The process for manufacturing coating liquids for magnetic and nonmagnetic layers comprises at least a kneading step, a dispersing step, and a mixing step to be carried out, if necessary, before and/or after the kneading and dispersing steps. Each of the individual steps may be divided into two or more stages. All of the starting materials employed in the present invention, including the ferromagnetic powder, nonmagnetic powder, binders, carbon black, abrasives, antistatic agents, lubricants, solvents, and the like, may be added at the beginning of, or during, any of the steps. Moreover, the individual starting materials may be divided up and added during two or more steps. For example, polyurethane may be divided up and added in the kneading step, the dispersion step, and the mixing step for viscosity adjustment after dispersion. To achieve the object of the present invention, conventionally known manufacturing techniques may be utilized for some of the steps. A kneader having a strong kneading force, such as an open kneader, continuous kneader, pressure kneader, or extruder is preferably employed in the kneading step. When a kneader is employed, the ferromagnetic powder or nonmagnetic powder and all or part of the binder (preferably equal to or higher than 30 weight percent of the entire quantity of binder) are kneaded in a range of 15 to 500 parts per 100 parts of the ferromagnetic powder. Details of the kneading process are described in Japanese Unexamined Patent Publication (KOKAI) Heisei Nos. 1-106338 and 1-79274. Further, glass beads may be employed to disperse the coating liquids for magnetic and nonmagnetic layers, with a dispersing medium with a high specific gravity such as zirconia beads, titania beads, and steel beads being suitable for use. The particle diameter and fill ratio of these dispersing media are optimized for use. A known dispersing device may be employed.

Manufacture Method of Magnetic Recording Medium

The feature of the present invention further relates to a method of manufacturing a magnetic recording medium comprising coating a nonmagnetic layer coating liquid on a nonmagnetic support and drying the nonmagnetic layer coating liquid to form a nonmagnetic layer, followed by coating a magnetic layer coating liquid on the nonmagnetic layer and drying the magnetic layer coating liquid to form a magnetic layer. The magnetic layer coating liquid comprises a ferromagnetic powder and a binder and the binder comprises a resin having a weight average molecular weight, Mw, of equal to or greater than 120,000. The magnetic recording medium of the present invention mentioned above can be manufactured by this manufacturing method.
--*--
INSTRUCTION 1 =
In the passage on manufacturing magnetic recording media, what weight average molecular weight must the binder resin in the magnetic layer coating liquid have?
The passage on manufacturing magnetic recording media has no connection to the rows that follow it.
--*--
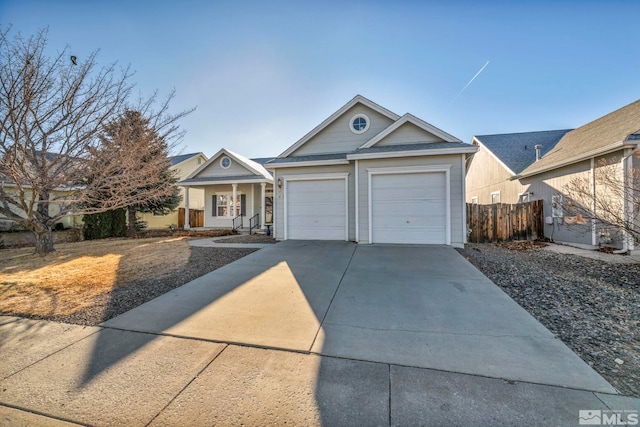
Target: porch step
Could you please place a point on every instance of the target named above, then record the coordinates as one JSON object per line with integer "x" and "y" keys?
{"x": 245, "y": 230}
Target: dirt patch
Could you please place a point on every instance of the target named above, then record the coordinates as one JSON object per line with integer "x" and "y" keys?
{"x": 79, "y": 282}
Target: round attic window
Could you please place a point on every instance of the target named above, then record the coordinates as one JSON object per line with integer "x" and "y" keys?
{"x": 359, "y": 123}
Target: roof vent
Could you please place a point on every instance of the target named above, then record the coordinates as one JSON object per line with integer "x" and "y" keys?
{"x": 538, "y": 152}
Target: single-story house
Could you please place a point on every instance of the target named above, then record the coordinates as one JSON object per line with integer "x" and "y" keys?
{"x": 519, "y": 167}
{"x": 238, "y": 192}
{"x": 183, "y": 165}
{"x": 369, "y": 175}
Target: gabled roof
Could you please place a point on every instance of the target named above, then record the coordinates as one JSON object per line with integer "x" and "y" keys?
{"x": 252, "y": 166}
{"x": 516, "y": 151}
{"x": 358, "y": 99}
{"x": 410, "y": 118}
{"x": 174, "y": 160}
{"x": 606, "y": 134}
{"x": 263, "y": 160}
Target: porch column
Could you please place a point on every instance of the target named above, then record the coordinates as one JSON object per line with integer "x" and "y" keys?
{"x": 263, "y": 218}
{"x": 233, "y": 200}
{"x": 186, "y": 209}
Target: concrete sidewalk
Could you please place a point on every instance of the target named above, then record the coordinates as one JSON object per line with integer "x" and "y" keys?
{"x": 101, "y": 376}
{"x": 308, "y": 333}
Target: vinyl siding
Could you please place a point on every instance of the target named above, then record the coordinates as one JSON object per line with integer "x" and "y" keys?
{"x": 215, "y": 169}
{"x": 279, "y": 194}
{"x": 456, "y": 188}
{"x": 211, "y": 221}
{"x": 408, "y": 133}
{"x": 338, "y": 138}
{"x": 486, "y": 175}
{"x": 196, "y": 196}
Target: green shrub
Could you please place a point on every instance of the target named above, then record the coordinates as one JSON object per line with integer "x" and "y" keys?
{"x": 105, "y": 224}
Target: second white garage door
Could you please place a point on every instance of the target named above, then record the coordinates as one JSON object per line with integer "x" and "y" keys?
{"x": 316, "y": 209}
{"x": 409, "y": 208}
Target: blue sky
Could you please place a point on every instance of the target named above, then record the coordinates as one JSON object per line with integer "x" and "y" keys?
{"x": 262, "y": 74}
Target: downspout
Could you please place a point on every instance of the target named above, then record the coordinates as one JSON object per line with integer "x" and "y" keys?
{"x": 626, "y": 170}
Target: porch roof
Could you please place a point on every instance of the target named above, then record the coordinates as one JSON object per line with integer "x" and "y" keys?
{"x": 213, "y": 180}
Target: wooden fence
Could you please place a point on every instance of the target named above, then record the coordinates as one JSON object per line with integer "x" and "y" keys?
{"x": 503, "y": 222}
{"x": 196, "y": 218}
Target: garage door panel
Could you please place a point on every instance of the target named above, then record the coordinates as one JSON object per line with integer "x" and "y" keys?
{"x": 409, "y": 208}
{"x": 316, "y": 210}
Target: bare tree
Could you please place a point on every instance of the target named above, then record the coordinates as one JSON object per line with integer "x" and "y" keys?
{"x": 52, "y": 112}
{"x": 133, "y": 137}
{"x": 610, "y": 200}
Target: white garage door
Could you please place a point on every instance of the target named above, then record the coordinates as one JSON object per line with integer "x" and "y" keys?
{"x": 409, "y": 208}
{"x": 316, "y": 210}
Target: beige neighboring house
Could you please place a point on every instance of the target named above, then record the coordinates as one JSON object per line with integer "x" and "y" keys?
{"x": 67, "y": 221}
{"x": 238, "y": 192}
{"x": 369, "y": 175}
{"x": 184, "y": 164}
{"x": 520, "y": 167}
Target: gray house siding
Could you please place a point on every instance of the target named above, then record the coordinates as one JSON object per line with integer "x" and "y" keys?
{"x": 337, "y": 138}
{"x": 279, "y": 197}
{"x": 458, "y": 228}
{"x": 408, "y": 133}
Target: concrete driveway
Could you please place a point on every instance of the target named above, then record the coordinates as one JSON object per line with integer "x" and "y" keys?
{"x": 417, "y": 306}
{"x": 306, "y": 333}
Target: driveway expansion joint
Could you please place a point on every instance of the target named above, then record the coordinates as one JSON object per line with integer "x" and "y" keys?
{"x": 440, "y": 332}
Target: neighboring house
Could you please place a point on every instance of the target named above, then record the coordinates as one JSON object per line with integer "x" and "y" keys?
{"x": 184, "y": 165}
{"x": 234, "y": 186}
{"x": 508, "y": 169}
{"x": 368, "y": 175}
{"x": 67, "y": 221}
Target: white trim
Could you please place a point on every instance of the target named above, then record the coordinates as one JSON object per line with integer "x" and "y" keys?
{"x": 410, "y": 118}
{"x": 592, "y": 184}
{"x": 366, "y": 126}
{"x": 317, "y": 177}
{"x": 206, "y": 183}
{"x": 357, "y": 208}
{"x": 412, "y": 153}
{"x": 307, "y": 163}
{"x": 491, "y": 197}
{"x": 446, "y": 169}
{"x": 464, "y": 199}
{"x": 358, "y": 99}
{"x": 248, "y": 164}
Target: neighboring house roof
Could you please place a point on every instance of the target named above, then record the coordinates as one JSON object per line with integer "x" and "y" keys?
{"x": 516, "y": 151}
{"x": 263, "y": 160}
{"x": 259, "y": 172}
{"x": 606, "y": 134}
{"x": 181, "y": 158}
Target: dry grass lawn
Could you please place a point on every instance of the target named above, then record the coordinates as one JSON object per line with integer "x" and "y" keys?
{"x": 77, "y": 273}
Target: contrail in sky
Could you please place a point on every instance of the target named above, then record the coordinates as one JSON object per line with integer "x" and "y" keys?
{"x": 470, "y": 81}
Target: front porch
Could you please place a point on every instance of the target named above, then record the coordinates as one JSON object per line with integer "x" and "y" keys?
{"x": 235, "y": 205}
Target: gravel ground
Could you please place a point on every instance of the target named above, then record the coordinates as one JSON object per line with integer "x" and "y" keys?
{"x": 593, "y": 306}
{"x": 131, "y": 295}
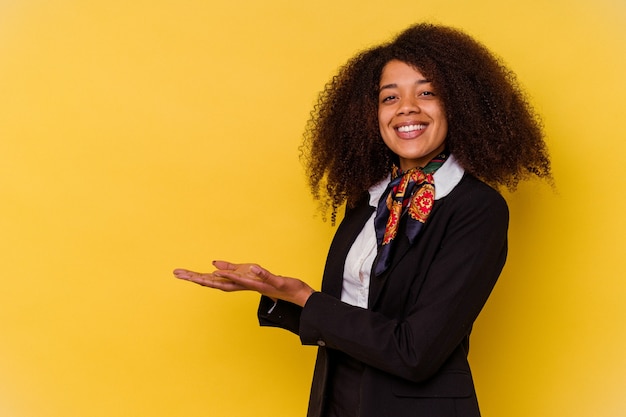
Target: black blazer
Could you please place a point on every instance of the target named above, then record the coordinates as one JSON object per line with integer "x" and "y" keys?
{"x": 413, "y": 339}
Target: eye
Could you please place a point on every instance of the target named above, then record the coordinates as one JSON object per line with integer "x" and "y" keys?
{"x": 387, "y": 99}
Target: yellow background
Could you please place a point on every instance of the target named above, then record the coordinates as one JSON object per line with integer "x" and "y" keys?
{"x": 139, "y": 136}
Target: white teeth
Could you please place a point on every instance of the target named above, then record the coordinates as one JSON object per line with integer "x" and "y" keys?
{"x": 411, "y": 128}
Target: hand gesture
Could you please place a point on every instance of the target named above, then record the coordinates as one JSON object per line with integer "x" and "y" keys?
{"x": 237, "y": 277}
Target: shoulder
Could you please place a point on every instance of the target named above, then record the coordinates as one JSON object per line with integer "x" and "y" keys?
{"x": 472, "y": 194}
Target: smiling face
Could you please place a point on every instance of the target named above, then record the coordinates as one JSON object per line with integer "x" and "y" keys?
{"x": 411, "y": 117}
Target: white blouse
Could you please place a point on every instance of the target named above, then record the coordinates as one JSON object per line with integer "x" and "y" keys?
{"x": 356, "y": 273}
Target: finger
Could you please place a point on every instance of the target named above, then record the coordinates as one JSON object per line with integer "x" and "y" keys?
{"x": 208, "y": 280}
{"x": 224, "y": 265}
--*--
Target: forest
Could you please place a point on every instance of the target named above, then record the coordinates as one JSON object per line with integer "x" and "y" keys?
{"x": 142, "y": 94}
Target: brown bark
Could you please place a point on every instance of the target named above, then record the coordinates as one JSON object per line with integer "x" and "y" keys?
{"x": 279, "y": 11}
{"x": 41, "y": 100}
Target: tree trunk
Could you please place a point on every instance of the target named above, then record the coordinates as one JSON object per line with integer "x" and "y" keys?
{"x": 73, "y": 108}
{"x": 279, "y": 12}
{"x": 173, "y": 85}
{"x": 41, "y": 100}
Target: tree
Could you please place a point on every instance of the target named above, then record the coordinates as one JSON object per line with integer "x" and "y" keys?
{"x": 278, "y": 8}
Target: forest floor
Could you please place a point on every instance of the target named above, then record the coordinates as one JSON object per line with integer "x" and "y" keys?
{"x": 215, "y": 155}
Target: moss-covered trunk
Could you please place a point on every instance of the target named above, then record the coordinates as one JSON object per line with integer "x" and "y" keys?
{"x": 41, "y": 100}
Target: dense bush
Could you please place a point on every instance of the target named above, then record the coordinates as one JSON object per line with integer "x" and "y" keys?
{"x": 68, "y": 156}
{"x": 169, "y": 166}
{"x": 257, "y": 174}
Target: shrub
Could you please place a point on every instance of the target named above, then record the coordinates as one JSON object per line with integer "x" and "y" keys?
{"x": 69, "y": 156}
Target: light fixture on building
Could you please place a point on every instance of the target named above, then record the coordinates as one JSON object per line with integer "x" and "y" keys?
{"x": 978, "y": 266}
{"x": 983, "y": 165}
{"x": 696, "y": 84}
--*--
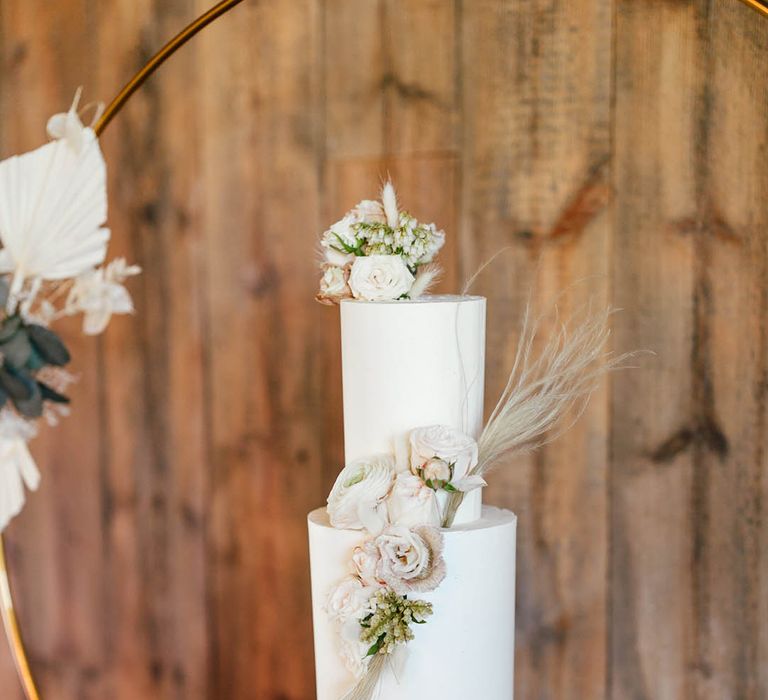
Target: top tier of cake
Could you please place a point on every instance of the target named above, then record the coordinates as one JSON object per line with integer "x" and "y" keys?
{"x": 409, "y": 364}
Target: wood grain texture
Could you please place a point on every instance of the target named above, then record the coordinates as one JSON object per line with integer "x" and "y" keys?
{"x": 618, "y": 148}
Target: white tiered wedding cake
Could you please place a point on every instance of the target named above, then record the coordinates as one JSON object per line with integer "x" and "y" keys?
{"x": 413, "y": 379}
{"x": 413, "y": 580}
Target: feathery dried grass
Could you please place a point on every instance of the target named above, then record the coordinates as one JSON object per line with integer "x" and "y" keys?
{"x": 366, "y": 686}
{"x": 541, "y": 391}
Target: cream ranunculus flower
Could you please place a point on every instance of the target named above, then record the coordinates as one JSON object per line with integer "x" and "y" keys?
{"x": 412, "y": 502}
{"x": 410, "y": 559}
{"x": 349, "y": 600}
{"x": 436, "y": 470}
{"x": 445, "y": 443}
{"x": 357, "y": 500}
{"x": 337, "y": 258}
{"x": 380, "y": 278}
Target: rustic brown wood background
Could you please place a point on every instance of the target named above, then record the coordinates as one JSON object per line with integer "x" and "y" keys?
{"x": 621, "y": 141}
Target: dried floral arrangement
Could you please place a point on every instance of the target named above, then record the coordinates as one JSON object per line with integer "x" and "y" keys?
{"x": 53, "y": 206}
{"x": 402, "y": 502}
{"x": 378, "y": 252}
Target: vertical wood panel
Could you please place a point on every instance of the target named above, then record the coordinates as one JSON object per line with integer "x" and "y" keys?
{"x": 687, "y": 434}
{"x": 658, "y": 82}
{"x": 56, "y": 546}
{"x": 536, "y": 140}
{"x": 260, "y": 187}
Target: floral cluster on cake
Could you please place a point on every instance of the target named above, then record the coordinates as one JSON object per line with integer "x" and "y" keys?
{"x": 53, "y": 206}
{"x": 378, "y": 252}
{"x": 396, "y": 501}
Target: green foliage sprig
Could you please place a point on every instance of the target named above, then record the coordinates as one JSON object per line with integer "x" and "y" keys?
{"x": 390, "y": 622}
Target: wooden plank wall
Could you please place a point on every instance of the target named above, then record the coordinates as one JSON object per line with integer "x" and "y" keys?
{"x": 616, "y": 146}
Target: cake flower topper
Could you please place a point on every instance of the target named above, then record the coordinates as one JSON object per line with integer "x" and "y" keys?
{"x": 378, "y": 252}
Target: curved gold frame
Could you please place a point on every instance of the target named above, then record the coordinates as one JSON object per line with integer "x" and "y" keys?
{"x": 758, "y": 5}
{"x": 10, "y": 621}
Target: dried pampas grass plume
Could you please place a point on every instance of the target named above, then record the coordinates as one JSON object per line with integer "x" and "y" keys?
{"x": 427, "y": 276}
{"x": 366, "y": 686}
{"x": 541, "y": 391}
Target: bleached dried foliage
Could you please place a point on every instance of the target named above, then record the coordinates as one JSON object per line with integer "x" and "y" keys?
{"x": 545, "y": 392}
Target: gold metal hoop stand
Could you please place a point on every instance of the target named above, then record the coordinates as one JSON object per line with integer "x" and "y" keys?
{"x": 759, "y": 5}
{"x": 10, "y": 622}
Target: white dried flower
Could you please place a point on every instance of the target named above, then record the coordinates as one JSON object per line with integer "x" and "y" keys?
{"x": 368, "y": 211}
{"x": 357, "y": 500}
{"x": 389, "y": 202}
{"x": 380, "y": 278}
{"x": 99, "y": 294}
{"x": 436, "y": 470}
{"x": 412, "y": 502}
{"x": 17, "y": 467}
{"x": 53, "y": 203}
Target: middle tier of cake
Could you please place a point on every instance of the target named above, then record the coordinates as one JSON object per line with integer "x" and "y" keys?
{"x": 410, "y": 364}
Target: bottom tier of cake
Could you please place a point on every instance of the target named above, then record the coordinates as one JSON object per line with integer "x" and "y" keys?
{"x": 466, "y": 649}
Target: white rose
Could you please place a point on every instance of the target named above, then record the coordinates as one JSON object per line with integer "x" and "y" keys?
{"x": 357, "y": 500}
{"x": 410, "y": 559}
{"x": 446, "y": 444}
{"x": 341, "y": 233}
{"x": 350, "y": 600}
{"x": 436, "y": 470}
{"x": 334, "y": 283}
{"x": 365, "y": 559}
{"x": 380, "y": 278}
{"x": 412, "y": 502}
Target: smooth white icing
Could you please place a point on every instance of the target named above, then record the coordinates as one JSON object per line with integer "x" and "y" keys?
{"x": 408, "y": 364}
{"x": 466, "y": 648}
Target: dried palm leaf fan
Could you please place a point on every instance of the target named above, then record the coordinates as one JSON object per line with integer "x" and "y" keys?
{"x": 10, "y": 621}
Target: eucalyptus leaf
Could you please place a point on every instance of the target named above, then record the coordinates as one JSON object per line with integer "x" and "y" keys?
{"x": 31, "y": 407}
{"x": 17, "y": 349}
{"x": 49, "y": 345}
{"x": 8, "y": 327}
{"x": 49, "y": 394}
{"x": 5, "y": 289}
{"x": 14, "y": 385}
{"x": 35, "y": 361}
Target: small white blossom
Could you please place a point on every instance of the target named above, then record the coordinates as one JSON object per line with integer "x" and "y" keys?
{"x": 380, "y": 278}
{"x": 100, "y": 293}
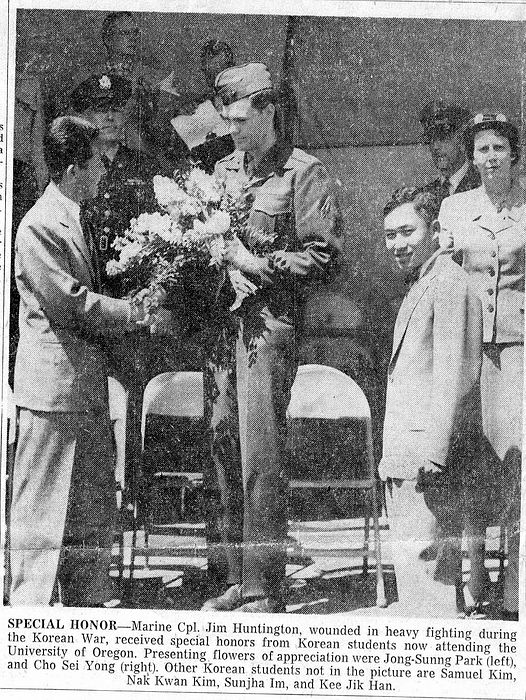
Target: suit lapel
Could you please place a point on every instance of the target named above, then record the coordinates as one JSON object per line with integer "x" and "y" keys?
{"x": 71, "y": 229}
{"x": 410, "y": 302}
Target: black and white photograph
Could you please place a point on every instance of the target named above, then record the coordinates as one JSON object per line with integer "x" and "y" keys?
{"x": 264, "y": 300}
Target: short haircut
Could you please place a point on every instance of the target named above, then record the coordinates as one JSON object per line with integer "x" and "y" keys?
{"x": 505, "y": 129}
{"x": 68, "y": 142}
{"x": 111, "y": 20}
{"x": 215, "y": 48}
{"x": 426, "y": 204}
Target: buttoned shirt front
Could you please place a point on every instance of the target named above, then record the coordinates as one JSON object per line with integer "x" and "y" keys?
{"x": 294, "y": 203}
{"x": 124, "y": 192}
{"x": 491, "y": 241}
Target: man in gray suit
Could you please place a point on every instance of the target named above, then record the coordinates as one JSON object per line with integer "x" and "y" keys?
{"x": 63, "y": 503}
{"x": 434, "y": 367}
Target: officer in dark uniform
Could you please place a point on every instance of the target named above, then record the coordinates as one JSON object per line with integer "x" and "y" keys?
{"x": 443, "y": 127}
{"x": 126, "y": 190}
--*--
INSTRUCTION 2 =
Collect every line of the rows that contains the string "panel". Case counts.

EXERCISE RESPONSE 1 =
Equal to or greater than 120,000.

EXERCISE RESPONSE 2 =
Target: garage door panel
Target: vertical wood panel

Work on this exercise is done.